- EXERCISE TASK: Count the lines in the rows below that contain the word "player". Reply with the number alone.

:: EXERCISE MATERIALS ::

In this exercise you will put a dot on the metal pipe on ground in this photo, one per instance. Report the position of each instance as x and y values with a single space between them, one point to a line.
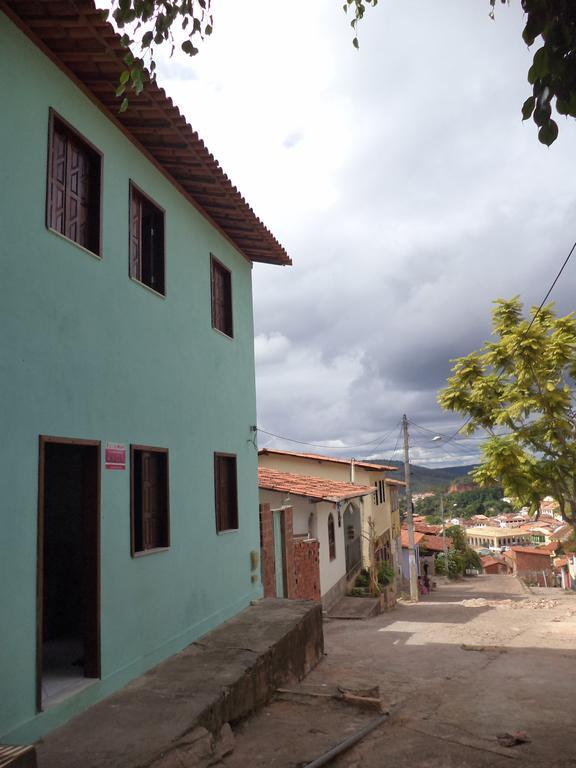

:::
:: EXERCISE MATERIALS ::

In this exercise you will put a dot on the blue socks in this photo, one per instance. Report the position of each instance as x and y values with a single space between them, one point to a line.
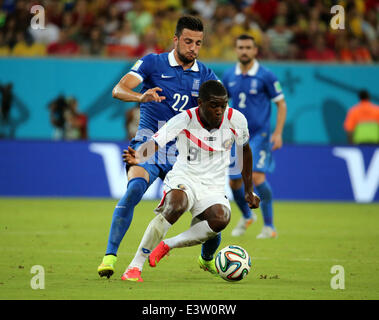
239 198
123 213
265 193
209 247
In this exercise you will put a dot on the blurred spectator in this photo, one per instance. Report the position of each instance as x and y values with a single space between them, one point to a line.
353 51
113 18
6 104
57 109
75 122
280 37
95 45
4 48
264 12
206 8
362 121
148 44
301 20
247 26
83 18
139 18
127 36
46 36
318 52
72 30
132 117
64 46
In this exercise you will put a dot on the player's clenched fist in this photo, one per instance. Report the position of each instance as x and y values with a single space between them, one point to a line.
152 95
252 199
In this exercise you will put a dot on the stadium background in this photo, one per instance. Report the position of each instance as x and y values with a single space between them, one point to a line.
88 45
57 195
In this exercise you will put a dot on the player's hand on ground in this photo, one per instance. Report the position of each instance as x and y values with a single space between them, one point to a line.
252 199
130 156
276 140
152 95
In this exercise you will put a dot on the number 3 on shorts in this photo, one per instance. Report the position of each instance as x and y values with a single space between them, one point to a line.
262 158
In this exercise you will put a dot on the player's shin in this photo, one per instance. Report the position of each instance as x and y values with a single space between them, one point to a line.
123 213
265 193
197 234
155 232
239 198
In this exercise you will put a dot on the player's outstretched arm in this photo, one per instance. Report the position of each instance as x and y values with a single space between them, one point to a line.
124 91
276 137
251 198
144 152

:::

- OUTPUT FOR THIS EXERCISE: 4